---------- DATA RECORDS
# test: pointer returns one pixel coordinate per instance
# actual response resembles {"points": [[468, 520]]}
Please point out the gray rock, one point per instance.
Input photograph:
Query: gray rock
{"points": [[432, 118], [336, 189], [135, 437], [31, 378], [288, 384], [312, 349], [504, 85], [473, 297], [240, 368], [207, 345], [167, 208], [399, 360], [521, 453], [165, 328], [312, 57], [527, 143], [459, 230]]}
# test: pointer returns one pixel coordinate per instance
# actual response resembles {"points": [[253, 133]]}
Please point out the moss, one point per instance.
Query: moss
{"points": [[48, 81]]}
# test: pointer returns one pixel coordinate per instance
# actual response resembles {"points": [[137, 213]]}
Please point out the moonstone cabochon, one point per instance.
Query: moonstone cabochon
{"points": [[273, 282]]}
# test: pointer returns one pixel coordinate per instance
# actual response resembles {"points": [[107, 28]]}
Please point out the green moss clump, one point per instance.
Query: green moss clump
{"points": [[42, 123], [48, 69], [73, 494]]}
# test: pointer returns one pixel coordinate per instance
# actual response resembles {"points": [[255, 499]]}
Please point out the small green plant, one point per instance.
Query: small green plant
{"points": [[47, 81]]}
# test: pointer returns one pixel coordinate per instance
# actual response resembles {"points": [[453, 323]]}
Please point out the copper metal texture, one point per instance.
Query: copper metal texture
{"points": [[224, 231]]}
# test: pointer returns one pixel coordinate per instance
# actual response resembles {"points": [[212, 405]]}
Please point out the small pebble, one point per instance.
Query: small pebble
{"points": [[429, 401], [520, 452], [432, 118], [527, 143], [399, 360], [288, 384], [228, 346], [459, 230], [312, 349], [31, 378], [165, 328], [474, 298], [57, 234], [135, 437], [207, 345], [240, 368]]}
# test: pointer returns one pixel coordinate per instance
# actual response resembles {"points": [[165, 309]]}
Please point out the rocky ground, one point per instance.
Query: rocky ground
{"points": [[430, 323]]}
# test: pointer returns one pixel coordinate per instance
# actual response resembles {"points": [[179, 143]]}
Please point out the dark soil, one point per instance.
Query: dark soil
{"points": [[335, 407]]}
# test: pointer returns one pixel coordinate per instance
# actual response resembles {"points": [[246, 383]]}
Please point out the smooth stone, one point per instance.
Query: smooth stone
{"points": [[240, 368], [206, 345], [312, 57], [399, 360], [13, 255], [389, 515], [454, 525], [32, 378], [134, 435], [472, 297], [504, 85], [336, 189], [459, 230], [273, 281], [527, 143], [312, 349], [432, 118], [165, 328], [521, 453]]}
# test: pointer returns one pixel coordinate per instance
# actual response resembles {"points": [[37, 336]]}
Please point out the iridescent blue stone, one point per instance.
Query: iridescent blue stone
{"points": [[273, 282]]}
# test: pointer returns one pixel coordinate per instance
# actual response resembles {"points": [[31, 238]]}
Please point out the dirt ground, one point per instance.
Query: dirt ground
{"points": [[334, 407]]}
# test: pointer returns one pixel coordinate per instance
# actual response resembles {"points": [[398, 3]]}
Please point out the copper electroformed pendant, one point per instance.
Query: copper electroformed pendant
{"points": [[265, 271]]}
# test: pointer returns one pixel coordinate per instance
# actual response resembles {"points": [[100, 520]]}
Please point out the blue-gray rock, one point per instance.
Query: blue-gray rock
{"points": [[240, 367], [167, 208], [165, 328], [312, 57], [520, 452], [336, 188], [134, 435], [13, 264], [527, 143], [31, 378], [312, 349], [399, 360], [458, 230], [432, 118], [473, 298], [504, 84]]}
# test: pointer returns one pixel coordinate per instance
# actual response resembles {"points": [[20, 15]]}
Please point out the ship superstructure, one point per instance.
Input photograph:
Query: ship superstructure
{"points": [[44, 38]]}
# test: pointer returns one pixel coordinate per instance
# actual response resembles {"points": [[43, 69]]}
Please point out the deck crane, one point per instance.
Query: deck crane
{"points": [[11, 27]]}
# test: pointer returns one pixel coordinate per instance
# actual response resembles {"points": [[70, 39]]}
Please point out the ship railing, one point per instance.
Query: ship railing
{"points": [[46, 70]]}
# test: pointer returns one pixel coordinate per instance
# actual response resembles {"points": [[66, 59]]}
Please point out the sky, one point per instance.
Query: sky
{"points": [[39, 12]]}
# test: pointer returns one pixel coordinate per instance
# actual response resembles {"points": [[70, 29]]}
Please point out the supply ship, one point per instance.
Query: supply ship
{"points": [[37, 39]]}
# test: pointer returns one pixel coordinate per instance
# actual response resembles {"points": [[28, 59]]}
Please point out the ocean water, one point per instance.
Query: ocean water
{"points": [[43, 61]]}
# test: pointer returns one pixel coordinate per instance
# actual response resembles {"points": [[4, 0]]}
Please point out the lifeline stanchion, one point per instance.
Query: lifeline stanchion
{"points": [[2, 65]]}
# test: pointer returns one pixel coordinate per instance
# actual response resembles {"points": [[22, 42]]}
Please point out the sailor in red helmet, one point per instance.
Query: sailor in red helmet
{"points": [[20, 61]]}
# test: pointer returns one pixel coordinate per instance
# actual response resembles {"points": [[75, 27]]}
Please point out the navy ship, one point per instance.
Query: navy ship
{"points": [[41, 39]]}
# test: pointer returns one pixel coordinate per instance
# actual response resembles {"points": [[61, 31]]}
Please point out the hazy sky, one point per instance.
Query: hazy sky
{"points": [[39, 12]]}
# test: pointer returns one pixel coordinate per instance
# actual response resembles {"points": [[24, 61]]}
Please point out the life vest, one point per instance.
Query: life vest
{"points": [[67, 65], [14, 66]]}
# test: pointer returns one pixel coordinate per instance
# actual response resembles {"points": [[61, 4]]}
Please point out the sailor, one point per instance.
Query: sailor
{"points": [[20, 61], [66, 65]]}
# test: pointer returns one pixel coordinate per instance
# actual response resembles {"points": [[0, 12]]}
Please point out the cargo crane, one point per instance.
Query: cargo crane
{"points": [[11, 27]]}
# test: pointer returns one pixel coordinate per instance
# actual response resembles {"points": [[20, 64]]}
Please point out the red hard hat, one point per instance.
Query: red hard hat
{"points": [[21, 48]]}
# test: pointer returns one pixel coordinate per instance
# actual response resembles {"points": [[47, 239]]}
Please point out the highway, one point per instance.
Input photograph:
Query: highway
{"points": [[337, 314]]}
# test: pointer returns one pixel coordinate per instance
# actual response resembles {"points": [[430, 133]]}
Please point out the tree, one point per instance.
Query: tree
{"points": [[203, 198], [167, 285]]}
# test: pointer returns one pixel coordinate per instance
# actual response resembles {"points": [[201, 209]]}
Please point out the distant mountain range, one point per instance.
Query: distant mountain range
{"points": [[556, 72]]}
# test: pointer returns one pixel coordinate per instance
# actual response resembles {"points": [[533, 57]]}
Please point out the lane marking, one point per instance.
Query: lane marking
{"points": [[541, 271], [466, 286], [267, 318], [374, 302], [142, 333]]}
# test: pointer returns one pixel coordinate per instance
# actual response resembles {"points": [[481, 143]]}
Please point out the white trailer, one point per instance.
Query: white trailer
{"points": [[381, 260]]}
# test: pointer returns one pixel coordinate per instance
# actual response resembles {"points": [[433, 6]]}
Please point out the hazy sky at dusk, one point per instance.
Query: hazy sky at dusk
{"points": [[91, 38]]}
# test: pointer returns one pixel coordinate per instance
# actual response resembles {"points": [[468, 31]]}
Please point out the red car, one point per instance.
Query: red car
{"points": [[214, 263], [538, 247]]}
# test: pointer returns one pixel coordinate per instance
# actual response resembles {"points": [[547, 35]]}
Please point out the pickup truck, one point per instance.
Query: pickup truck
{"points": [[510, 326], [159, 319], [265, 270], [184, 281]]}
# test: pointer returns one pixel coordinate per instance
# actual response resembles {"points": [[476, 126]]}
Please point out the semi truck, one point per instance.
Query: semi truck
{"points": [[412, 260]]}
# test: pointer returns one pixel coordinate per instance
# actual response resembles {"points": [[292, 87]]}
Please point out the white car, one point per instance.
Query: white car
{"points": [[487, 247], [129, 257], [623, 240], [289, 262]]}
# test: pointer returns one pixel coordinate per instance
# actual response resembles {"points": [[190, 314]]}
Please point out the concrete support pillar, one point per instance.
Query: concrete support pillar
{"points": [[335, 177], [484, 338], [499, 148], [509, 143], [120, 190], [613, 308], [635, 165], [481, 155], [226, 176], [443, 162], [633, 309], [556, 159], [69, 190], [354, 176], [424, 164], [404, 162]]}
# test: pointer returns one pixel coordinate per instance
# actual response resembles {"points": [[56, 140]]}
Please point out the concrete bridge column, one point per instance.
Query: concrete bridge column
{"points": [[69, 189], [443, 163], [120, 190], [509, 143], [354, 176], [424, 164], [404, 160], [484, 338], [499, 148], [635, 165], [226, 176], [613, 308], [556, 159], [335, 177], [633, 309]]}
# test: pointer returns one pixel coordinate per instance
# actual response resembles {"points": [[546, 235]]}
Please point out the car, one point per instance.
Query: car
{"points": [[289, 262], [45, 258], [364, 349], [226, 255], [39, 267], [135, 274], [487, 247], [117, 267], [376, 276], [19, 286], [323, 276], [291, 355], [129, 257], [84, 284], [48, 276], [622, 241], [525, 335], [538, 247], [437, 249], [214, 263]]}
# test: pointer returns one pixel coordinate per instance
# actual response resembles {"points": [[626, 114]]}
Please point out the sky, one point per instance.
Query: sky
--------------------
→ ACTION ITEM
Return, word for word, every line from the top of the entries down to the line that holds "Please point out the copper metal", both included.

→ RESULT OF THIS EXERCISE
# test: pointer returns one pixel coordinate per instance
# actual response resembles {"points": [[468, 520]]}
Please point out the gray rock, one point per instance.
Input photograph:
Query: gray rock
{"points": [[432, 118], [336, 189], [135, 437], [31, 378], [288, 384], [312, 349], [504, 85], [473, 297], [240, 368], [207, 345], [167, 208], [399, 360], [521, 453], [165, 328], [312, 57], [527, 143], [459, 230]]}
# test: pointer returns one pixel coordinate per instance
# actual response resembles {"points": [[253, 133]]}
Please point out the moss, one point per instance.
Query: moss
{"points": [[48, 81]]}
# test: pointer returns one pixel coordinate per instance
# actual response resembles {"points": [[137, 213]]}
Please point out the moonstone cabochon, one point per instance.
Query: moonstone cabochon
{"points": [[273, 282]]}
# test: pointer returns one pixel coordinate per instance
# actual response resembles {"points": [[107, 28]]}
Please point out the green moss clump, one point per instance.
Query: green moss clump
{"points": [[42, 123], [48, 69], [73, 494]]}
# test: pointer returns one pixel coordinate per instance
# actual response resembles {"points": [[255, 499]]}
Please point out the small green plant, one point per instance.
Query: small green plant
{"points": [[47, 81]]}
# test: pointer returns one pixel coordinate per instance
# actual response resembles {"points": [[453, 323]]}
Please point out the copper metal texture, one point per instance.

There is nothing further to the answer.